*** Opening of Selected extract ***

New Kenya probe on Julie Ward murder

A new probe into the murder of the British tourist Julie Ward is set to begin after senior UK police officers persuaded their Kenyan counterparts that an investigation was possible based on the advances in forensic science.

Despite the difficulties in mounting an investigation – not the least of which is because of witness reliability 21 years after the murder – UK police officers including John Yates, the head of Scotland Yard’s anti terrorism squad appear to have convinced Kenyan officers that a new trial was possible, based on the identification of human DNA from the murder scene, which is believed to belong to one of her attackers.

The visit of Mr Yates who visited Kenya recently with two other senior Metropolitan Police detectives and John Ward, Miss Ward’s father, “was shrouded in secrecy because of Mr Yates’ sensitive role as head of the anti-terrorism squad and because Kenya has witnessed devastating attacks by al-Qaeda,” according to the Sunday Telegraph newspaper in the UK.

Police spokesman Eric Kiraithe said files of murder investigations are never closed so that the probe can continue whenever new evidence come up.

“Am aware of correspondences (with the UK detectives) to that effect and any new leads will be pursued but and am yet to know the details,” he said.

But Mr Ward who has spent nearly £2 million and made more than 100 visits to Kenya in a relentless pursuit of his daughter’s killers, is delighted with the news.

The new inquiry will be headed by the Kenyan police but it will be aided by at least two Scotland Yard detectives, the report said.

The Sunday Telegraph added that although the Julie Ward case has no link to terrorism, Mr Yates has decided to continue to head a handful of high-profile murder investigations that he had taken on in his former role as head of the Met’s Special Crime Directorate.

The new case is also said to be based on a “credible” new witness who has come forward claiming that she knows where some of the remains of Miss Ward were buried after her murder on the Maasai Mara game reserve in September 1988.

The woman, approached Mr Ward through a lawyer saying that the charred remains of Miss Ward that were found 21 years ago were placed in a remote area of the Maasai Mara to throw investigators off the scent of where the murder had actually taken place.

*** Close of Selected extract ***

Work order = Continue the news report on the new Julie Ward murder probe from the point where it stops.

*** Opening of Entries shown ***

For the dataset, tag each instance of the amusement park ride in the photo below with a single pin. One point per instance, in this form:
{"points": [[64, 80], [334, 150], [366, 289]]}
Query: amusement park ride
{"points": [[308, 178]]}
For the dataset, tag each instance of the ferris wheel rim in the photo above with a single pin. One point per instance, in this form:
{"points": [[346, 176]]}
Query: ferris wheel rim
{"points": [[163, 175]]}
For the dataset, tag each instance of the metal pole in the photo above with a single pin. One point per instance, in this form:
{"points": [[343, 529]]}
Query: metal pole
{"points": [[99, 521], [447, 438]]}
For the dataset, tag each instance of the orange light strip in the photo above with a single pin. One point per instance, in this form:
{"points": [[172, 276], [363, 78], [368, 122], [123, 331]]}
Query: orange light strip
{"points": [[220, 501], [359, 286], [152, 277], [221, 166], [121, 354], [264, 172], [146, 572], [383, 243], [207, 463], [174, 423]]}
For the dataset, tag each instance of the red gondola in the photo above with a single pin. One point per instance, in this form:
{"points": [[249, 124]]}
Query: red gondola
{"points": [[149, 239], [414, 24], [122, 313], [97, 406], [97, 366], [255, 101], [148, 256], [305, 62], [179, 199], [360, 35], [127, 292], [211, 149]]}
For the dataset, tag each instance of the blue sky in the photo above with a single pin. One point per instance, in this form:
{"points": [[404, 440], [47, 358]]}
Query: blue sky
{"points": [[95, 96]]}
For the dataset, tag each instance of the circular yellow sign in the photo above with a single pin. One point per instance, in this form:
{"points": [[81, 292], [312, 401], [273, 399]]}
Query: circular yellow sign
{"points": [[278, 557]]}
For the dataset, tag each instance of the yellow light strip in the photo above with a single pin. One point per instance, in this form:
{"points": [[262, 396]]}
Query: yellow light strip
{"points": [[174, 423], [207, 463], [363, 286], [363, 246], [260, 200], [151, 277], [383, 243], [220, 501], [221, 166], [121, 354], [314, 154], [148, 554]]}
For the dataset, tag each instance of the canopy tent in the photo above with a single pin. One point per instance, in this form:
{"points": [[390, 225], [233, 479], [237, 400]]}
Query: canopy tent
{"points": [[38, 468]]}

*** Close of Entries shown ***

Exercise response =
Mr Ward, 75, a retired hotelier from Brockley, Suffolk, welcomed the new inquiry yesterday and praised the determination of Scotland Yard to try to solve the case. He hopes a systematic dig will be carried out at the scene – a town on the edge of the Maasai Mara – where the witness says some of Miss Ward’s remains have been hidden.

“I welcome the new inquiry,” he told the Sunday Telegraph. “This case is solvable because we haven’t run out of leads yet. Armed with the new DNA evidence, what we need now is the full co-operation of the Kenyan authorities.”

Mr Yates has now flown home to Britain after meeting former Police Commissioner Major General Mohammed Ali. The other two officers travelled with Mr Ward to the crime scene on the Masai Mara during a visit in the summer.

Miss Ward was last seen alive in Kenya on September 6, 1988, after she travelled to the Maasai Mara with Dr Glen Burns, an Australian friend.

Her remains were found by her father on September 13.

An inquest in Britain in 2004 recorded a verdict of unlawful killing and there have been two separate murder trials in Kenya.

Two game wardens were accused of murder after Scotland Yard’s initial investigation but were acquitted in 1992. Seven years later, Simon Makallah, the head warden of the Masai Mara at the time of Miss Ward’s death, was tried for murder and also acquitted.

An investigation last year also revealed that the British authorities had deliberately obstructed Mr Ward in his pursuit of justice over her brutal murder. The Foreign and Commonwealth Office (FCO) and the British High Commission in Kenya were heavily criticised in an unpublished independent police report on the case, which highlighted mistakes and cover-ups over the murder.